# [WORKING DATA]
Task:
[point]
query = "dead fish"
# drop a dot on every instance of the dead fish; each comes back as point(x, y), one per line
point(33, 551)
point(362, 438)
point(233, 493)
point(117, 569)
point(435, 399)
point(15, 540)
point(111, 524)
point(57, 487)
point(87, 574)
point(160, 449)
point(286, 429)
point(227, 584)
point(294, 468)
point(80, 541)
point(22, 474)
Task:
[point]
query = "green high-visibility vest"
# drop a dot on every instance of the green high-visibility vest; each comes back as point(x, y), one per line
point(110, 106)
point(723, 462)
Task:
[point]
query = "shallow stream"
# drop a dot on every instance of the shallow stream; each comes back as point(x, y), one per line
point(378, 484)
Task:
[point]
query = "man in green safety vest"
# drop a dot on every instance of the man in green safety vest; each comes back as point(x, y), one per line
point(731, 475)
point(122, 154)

# [YOUR ASSIGNMENT]
Wherever "query" occurs in the entries above, copy the line it sits on.

# [WRITTEN ANSWER]
query = "dead fish"
query = "green high-visibility vest"
query = "shallow stream"
query = "man in green safety vest"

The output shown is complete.